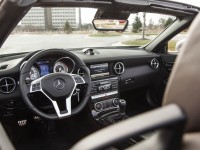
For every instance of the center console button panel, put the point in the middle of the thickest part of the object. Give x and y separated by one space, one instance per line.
104 96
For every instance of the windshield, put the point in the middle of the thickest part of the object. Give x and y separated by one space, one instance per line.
45 28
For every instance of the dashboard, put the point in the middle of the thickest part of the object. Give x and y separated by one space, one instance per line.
112 72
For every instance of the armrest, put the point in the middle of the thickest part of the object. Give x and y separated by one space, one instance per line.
170 115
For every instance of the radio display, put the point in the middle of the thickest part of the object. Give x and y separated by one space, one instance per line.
98 70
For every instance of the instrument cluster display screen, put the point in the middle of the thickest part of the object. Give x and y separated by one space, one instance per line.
98 70
44 67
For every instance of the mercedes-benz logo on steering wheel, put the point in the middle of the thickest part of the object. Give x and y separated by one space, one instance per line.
59 84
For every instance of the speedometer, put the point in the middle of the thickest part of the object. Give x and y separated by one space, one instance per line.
34 73
64 65
60 67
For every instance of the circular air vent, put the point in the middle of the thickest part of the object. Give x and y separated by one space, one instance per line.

* _TASK DIRECTIONS_:
Rewrite all of the data above as a numbered list with one line per entry and no blank lines, omitting the pictures.

* _SOLUTION TO THIS TASK_:
1. For every instance of the center console button panel, put the point in the middle of the thickest part of the object. Give x and y separated by one space, one instance per line.
2. 104 96
3. For every instance of the windshield, put the point in the middle of the thickest part of the object. Give x and y separated by one space, one instance per line.
4. 45 28
5. For every instance of the dashboard, put the point in the middle of the thickest part of the object. Give x and y separated by one space, one instance per line.
6. 112 72
7. For every instance of the armrest, put the point in the middle of the thickest part of the object. Give x and y separated by one space, one instance per line.
8. 170 115
9. For every instance of the radio display, put the point in the middle of the thickest part of the object. Give x and y separated by one space, one instance per line.
10. 98 70
11. For every instance of the instrument cluster display screen, put the point in the middle of the thickest part of the object. Give x and y separated by one space, one instance per line.
12. 98 70
13. 44 67
14. For every instance of the mercedes-benz logo on steering wheel, put the point in the middle of the thickest part of the object. Give x and y separated by one space, one instance per line.
15. 59 84
16. For every instance of the speedometer, put the point in the middle of the thickest part of the object. Give x and y separated by one space, one instance per line.
17. 34 73
18. 64 65
19. 60 67
20. For every instance of the circular air vent, put the point in the middle of the thickest part of the object. Give x and y separated by one space, one instance per line.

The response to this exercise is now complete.